DOCUMENT PASSAGE
====================
Minnesota governor extends occupancy for church services

MINNEAPOLIS — Minnesota Gov. Tim Walz on Saturday scrapped his 10-person limit on group gatherings and agreed to allow churches to open at 25% occupancy if certain safety guidelines are met.

Walz said the decision, coming on a day when the state reported a record number of COVID-19 cases, has been “a challenging one” because large gatherings raise the risk of spreading the virus. He said the last week “has been all over the place” as he considered new Center for Disease Control and Prevention guidelines and talked with religious leaders about the change.

“I understand the toll the pandemic has taken on the spiritual health of Minnesotans,” said Walz, whose new executive order for religious gatherings goes into effect Wednesday. It applies only to ceremonies and not to receptions, he added.

The Catholic Archdiocese of St. Paul and Minneapolis had already said it would reopen Tuesday at one-third capacity. The archdiocese leader, Archbishop Bernard Hebda, said in a letter to parishioners Saturday that the churches would abide by the Wednesday opening and emphasized that safety comes first.

Said Hebeda, “If a parish is not confident they are ready, they should not open. Period."
====================
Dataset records
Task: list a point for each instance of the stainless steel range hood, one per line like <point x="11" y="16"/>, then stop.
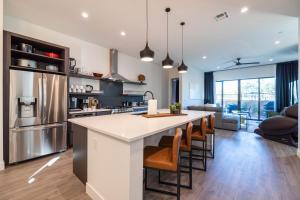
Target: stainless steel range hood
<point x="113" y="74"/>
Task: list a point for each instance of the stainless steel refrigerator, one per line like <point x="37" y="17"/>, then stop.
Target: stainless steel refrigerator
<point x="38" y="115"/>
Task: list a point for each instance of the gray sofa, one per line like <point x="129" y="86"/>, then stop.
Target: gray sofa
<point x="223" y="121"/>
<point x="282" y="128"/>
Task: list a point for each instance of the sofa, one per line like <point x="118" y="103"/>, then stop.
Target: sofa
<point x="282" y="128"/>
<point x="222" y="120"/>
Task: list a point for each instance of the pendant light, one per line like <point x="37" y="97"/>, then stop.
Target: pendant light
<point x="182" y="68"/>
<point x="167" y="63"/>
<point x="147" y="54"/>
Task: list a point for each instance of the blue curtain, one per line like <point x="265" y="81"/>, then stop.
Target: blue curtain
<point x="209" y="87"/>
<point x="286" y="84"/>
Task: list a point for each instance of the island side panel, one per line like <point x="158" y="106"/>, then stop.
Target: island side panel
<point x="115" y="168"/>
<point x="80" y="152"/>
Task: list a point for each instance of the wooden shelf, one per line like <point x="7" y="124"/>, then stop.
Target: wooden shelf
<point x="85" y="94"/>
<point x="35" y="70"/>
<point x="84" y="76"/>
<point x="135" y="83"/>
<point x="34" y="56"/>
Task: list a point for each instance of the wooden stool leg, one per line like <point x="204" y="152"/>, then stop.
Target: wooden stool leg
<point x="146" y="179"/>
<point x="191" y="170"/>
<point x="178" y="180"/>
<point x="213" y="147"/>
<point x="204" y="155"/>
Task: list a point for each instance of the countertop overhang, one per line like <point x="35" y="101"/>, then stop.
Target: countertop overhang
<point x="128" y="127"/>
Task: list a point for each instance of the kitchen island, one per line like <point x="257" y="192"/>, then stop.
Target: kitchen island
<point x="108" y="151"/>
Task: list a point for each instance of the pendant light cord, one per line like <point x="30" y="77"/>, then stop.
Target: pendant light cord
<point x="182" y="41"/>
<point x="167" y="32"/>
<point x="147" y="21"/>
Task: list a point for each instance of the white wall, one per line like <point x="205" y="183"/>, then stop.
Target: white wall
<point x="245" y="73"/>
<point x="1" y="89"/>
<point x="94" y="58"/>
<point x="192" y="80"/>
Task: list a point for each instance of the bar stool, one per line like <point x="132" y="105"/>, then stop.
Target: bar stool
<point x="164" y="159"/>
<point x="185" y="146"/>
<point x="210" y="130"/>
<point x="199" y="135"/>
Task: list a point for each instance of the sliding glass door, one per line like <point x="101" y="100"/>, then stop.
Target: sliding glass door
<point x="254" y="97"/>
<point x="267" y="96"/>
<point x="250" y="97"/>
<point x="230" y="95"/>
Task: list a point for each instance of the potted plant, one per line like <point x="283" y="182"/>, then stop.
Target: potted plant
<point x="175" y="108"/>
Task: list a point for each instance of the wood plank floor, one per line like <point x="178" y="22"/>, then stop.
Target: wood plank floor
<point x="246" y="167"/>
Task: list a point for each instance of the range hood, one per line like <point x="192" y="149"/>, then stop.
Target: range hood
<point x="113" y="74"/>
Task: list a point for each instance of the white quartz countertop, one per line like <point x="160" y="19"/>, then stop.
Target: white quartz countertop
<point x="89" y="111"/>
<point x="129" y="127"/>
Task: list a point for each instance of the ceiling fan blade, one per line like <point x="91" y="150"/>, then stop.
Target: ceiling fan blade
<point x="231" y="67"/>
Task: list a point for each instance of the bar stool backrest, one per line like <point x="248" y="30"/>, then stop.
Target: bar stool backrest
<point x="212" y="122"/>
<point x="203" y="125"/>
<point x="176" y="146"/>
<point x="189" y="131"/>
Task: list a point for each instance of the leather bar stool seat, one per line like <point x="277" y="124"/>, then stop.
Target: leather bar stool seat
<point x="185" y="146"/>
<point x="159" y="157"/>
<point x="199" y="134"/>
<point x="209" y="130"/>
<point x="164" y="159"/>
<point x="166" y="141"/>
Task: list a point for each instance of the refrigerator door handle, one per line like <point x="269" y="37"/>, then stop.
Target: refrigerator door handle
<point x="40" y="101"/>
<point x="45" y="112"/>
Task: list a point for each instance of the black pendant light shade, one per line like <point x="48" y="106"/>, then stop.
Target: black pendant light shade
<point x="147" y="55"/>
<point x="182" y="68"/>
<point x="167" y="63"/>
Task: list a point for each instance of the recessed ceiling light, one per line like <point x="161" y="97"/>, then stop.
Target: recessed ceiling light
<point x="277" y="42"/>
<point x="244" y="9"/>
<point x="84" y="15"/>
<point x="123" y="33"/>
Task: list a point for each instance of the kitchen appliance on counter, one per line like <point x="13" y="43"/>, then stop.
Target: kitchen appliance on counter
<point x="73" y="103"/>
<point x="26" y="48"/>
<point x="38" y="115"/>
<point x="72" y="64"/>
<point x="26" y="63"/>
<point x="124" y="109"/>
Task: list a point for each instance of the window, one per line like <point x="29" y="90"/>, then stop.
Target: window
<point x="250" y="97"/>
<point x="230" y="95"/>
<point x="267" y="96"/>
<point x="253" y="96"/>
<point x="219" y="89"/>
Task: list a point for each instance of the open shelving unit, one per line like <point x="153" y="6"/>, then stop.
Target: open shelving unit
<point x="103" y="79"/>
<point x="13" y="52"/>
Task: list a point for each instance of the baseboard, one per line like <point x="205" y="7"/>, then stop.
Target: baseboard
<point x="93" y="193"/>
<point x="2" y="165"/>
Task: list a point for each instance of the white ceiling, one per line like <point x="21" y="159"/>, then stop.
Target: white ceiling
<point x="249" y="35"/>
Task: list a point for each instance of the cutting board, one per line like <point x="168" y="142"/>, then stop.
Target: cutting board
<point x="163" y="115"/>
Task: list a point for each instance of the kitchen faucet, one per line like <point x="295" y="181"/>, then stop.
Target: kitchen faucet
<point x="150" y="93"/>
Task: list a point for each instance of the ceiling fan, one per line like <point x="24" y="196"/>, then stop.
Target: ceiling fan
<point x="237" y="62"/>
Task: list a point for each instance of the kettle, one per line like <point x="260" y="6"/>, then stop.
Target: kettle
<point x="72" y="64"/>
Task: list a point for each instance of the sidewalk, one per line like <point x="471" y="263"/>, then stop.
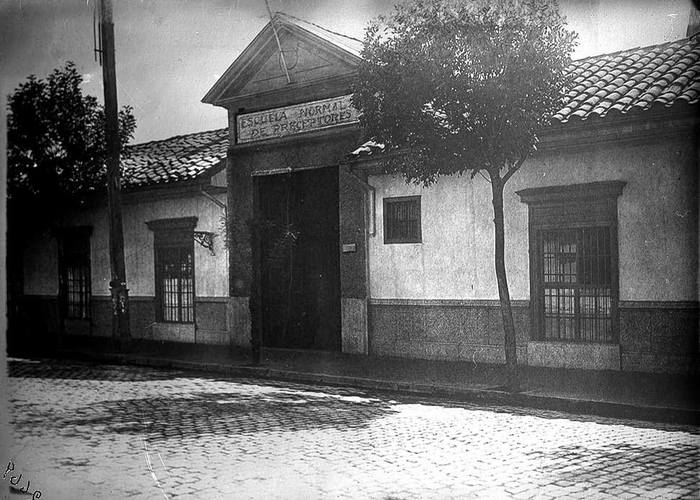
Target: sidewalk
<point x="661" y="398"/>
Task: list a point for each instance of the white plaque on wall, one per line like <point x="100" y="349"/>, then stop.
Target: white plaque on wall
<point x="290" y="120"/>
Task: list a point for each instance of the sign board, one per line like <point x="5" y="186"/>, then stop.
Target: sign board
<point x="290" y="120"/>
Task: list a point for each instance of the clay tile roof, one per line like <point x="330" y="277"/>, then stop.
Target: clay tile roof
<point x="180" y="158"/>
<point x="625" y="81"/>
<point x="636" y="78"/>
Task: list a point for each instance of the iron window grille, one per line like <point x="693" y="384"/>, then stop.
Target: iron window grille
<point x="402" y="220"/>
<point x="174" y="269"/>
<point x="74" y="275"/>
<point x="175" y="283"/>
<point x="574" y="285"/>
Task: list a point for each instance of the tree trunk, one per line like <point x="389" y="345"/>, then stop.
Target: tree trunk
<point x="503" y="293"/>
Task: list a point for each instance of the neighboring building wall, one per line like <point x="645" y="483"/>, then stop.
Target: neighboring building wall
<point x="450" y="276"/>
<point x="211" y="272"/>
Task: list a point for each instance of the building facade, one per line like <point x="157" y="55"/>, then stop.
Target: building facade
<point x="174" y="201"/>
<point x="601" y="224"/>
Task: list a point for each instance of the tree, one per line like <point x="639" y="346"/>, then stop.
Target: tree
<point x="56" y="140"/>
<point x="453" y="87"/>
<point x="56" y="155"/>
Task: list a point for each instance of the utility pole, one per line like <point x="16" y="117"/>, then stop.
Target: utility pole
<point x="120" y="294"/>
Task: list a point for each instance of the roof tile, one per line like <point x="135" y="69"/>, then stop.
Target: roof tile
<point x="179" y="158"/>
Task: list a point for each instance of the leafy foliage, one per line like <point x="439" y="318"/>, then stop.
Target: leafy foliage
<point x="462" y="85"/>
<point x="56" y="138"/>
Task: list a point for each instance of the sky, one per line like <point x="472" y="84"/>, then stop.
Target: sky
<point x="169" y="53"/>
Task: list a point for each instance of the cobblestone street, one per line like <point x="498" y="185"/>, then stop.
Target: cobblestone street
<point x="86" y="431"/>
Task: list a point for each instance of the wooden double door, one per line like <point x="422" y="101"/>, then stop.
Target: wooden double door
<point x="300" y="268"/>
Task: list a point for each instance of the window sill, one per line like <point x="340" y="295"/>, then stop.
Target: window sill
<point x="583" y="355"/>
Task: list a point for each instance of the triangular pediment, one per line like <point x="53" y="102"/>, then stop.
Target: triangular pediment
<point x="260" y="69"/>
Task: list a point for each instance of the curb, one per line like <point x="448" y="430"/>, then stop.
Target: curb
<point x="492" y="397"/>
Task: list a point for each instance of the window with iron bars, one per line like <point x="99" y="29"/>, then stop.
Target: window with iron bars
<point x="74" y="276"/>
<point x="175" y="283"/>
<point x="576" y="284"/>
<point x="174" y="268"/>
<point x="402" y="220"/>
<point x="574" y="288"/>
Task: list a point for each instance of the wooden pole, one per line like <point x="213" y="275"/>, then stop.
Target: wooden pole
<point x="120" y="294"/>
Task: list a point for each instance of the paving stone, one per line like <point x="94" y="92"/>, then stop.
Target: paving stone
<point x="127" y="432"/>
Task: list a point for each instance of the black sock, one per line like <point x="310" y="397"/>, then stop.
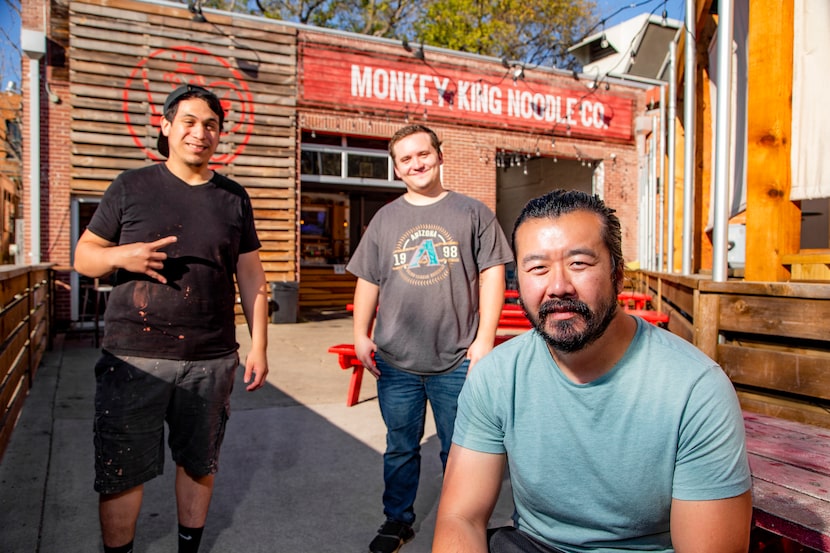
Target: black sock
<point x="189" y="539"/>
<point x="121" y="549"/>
====================
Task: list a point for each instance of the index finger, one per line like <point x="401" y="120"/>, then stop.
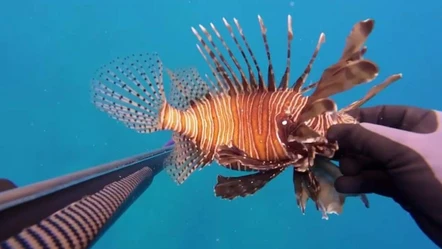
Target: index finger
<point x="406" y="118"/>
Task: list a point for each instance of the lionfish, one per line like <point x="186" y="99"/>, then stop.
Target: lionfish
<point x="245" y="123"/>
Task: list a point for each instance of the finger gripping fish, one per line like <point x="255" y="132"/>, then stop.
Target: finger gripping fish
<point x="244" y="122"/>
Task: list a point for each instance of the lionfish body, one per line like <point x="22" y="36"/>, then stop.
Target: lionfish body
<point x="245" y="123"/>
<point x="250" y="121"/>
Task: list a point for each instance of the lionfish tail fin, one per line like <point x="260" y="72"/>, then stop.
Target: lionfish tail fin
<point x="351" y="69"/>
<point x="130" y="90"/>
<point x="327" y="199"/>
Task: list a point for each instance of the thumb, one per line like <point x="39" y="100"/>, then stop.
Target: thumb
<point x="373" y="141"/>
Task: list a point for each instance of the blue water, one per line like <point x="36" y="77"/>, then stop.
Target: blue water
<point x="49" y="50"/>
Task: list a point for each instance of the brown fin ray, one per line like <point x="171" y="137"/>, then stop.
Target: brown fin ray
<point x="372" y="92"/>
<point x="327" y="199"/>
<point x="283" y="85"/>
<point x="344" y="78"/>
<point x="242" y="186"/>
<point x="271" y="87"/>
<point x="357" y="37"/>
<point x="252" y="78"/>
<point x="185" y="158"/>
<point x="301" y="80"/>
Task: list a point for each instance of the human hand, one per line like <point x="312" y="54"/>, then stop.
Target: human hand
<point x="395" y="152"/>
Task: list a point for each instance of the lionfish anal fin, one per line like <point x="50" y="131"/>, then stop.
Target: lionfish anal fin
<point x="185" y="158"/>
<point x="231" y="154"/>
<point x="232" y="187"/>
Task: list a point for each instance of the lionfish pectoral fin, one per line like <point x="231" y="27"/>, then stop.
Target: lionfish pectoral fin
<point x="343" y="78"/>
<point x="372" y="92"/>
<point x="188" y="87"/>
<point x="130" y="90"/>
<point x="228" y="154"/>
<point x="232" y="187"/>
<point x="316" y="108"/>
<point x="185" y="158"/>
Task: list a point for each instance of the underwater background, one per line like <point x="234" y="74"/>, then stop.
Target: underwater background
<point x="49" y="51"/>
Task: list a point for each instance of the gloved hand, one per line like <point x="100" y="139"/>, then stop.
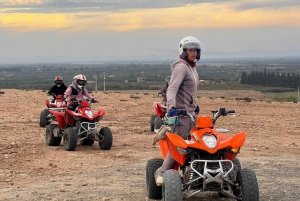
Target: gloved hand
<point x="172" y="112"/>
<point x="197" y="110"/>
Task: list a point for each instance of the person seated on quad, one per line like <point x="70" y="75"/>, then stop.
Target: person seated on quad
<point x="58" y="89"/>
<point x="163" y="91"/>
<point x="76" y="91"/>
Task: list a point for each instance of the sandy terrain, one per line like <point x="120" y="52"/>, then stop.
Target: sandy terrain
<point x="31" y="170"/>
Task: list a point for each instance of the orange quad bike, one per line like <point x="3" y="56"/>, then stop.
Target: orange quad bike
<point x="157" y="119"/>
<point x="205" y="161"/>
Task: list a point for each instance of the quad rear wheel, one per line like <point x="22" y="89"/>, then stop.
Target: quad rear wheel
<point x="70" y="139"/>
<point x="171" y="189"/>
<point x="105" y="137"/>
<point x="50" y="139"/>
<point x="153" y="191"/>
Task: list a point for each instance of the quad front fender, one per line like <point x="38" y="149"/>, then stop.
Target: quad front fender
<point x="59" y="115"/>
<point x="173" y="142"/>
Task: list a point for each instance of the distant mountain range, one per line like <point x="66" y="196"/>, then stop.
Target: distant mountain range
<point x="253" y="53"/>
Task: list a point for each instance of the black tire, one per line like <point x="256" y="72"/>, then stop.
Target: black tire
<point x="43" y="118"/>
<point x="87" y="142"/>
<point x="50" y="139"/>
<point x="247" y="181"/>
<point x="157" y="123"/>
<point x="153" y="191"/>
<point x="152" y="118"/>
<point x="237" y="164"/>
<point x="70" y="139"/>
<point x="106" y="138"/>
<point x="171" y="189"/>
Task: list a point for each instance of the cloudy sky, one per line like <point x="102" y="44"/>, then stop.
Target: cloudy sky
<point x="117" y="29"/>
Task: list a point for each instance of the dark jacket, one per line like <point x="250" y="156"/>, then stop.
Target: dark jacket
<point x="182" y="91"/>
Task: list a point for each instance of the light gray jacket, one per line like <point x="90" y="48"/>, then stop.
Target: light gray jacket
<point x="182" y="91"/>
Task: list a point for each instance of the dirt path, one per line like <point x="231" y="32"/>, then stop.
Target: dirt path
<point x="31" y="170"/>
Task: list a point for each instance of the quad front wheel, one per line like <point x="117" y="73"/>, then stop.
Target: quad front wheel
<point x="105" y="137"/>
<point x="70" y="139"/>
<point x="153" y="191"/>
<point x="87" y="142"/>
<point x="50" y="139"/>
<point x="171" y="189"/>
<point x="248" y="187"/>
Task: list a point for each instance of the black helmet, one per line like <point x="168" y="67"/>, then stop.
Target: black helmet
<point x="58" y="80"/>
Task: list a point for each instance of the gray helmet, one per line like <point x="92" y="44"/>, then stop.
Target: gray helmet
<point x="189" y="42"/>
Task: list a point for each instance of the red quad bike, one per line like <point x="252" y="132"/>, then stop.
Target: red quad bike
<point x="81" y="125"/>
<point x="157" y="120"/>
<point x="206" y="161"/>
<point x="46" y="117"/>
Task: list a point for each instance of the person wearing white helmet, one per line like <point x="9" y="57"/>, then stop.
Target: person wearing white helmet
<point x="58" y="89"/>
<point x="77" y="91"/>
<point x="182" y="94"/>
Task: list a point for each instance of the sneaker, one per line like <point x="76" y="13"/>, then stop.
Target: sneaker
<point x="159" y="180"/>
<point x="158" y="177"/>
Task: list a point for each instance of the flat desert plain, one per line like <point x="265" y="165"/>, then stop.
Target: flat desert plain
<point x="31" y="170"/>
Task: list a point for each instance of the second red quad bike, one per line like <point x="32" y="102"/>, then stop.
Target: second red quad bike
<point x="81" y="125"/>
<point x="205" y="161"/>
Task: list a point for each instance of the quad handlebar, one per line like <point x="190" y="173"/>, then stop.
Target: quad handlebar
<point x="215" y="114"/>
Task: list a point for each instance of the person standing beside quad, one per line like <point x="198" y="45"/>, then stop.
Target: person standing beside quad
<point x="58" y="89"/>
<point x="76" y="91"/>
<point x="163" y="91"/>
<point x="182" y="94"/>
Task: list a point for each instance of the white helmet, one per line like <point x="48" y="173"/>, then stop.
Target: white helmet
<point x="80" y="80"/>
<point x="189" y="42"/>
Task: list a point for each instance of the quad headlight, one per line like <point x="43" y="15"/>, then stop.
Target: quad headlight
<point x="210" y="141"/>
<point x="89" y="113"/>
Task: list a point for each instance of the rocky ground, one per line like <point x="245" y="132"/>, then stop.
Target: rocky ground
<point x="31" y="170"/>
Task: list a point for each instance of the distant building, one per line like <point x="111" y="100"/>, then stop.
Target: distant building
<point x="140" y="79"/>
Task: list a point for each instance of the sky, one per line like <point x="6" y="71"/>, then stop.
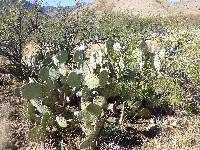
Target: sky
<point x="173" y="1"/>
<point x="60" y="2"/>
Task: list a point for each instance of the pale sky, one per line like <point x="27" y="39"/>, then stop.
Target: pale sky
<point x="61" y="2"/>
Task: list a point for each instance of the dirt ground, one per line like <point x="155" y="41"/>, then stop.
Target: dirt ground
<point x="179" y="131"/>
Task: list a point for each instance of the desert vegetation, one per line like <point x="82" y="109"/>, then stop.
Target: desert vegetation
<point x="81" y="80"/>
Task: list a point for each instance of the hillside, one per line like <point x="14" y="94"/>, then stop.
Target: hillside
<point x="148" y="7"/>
====================
WHAT THE TASK REQUIRES
Pick up the article on Minnesota church reopening after its final sentence and continue it. The entries above are independent material and have no connection to the article on Minnesota church reopening.

EXPECTED ANSWER
The archbishop said limiting gatherings to 10 people had “burdened the Church’s ability to fully meet the sacramental needs of our faithful" and he appreciated the “honest, open, and fast-paced dialogue” with state leaders.

In addition to social distancing and attendance guidelines, the new plan recommends that everyone wear masks and that no singing takes place in a congregate setting.

Walz's announcement came as the state reported a daily high for COVID-19 cases for the second straight day.

State health officials confirmed 847 new cases, boosting the cumulative number to 19,845. There were 10 additional deaths, increasing the total number to 852. Nearly 700 people living in long-term care facilities have died from the coronavirus.

A record 33 deaths were confirmed in Friday's report.

“I want to be clear to Minnesotans. The worst has not yet passed in terms of infections and infection rates,” Walz said.

Dr. Deborah Birx, White House coronavirus task force coordinator, on Friday identified Minneapolis among four metro areas in the country where infection rates are persistent or rising. Also Friday, the Star Tribune reported at least 150 people in the densely populated, predominantly black Cedar-Riverside neighborhood in Minneapolis have tested positive for COVID-19, raising concerns about racial disparities that have been seen around the country.

The number of people requiring hospitalization jumped from 534 to 568 in the last day and there are 215 people in intensive care units. State Health Commissioner Jan Malcolm said Saturday that two level one trauma centers have reached surge capacity.

“We have to take this very seriously,” Malcolm said.

For most people, the coronavirus causes mild or moderate symptoms, such as fever and cough that clear up in two to three weeks. For some, especially older adults and people with existing health problems, it can cause more severe illness, including pneumonia.